TASKS TO CARRY OUT:
1 - Can you print the part of the passage on electrode supply for secondary batteries between "In addition, a" and "included as needed.", inclusive?
2 - Could you carry on the passage about automatic electrode supply in secondary battery manufacturing from where it stops?
--- Start TEXT PASSAGE ---
A positive electrode used for such an electrode assembly is manufactured by applying a mixture of a positive electrode active material, a conductive agent, and a binder to a positive electrode current collector, such as metal foil, and drying the mixture. A filler may be further added as needed.

In addition, a negative electrode is manufactured by applying a negative electrode material to a negative electrode current collector, such as metal foil, and drying the negative electrode material. Ingredients described above in connection with the positive electrode may be further optionally included as needed.

There is an increasing necessity for an apparatus capable of stably and successively supplying an electrode in an electrode and electrode assembly manufacturing process in order to improve productivity of a secondary battery manufacturing process and to reduce a process defect rate.

<CIT> discloses a secondary battery electrode production system including a plurality of electrode reels configured to store an electrode material in a wound state in order to successively supply the electrode material, an unwinding portion configured to successively supply the electrode material from the plurality of electrode reels, a line position control (LPC) sensor or an edge position control (EPC) sensor, and a meandering adjustment means configured to align the position of the electrode material such that the electrode material moves along a predetermined movement path. However, the above patent publication relates only to a system capable of producing an electrode from an electrode material at high speed and does not disclose an apparatus capable of successively supplying an electrode in various processes for production of a secondary battery. Accordingly, there is an urgent need to develop technology therefor.

Further prior art is described <CIT>, <CIT> and <CIT>.

The present invention has been made in view of the above problems, and it is an object of the present invention to provide an apparatus for automatically supplying an electrode in succession in various processes for manufacturing a secondary battery and an automatic electrode supply method.

It is another object of the present invention to provide an automatic electrode supply apparatus and an automatic electrode supply method capable of preventing distortion or fracture defect of an electrode due to positional deviation between a traveling electrode and a standby electrode in the above processes.
--- End TEXT PASSAGE ---
--- Start ROWS ---
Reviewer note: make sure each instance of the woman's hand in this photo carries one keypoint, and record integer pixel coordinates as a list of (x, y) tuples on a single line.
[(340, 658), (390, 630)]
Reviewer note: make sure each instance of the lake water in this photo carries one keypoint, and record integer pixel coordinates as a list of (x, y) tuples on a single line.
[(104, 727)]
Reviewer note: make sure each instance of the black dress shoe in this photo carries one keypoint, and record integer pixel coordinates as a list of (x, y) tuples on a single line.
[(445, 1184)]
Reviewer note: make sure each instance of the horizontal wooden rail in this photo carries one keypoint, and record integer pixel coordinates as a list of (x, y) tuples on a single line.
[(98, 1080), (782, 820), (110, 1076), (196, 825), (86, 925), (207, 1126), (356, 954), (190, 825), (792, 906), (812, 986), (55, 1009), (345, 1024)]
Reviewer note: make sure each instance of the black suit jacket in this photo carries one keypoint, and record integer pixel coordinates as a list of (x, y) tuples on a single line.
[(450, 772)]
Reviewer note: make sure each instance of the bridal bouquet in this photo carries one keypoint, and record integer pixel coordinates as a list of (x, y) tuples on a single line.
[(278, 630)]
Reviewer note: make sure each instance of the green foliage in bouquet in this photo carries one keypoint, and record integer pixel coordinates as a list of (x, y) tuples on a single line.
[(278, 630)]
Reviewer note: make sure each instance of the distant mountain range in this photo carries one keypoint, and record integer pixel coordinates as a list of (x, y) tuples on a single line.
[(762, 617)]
--- End ROWS ---
RESULTS FOR THE EXERCISE:
1 -
In addition, a negative electrode is manufactured by applying a negative electrode material to a negative electrode current collector, such as metal foil, and drying the negative electrode material. Ingredients described above in connection with the positive electrode may be further optionally included as needed.

2 -
In order to accomplish the above object, the present invention provides an automatic electrode supply apparatus including a first chuck splicing unit including a splicing portion having a traveling electrode located thereon and a second chuck splicing unit including a splicing portion having a standby electrode located thereon, wherein each of the first and second chuck splicing units includes an edge position control, EPC, sensor configured to measure the position of the edge of a corresponding one of the traveling electrode and the standby electrode, wherein the EPC sensor can avoid distortion or fracture defect of the electrode due to the positional deviation between the traveling electrode and the standby electrode, and wherein the EPC sensor comprises a controller configured to compensate the position of the edge of the electrode.

Also, in the automatic electrode supply apparatus according to the present invention, the splicing portion may include a splicing plate and an electrode cutter and may be movable in a direction parallel to a floor surface.

Also, in the automatic electrode supply apparatus according to the present invention, the splicing plate may include an upper plate and a lower plate, each of the upper plate and the lower plate having a suction hole, configured to suction an electrode in order to fix the electrode, formed in the surface thereof contacting the electrode, and an incision recess provided between the upper plate and the lower plate, the incision recess being configured to allow the electrode cutter to be moved therein.

Also, in the automatic electrode supply apparatus according to the present invention, each of the first and second chuck splicing units may further include a lower support member configured to support the chuck splicing unit, an upper support member located above the lower support member, the upper support member being configured to support the splicing portion, and a rotary shaft located between the lower support member and the upper support member, the rotary shaft being configured to rotate the upper support member.

Also, in the automatic electrode supply apparatus according to the present invention, the upper support member may include a horizontal portion and a vertical portion.

Also, in the automatic electrode supply apparatus according to the present invention, the chuck splicing unit may further include a splicing portion support member located on the vertical portion of the upper support member, the splicing portion support member being configured to support the splicing portion.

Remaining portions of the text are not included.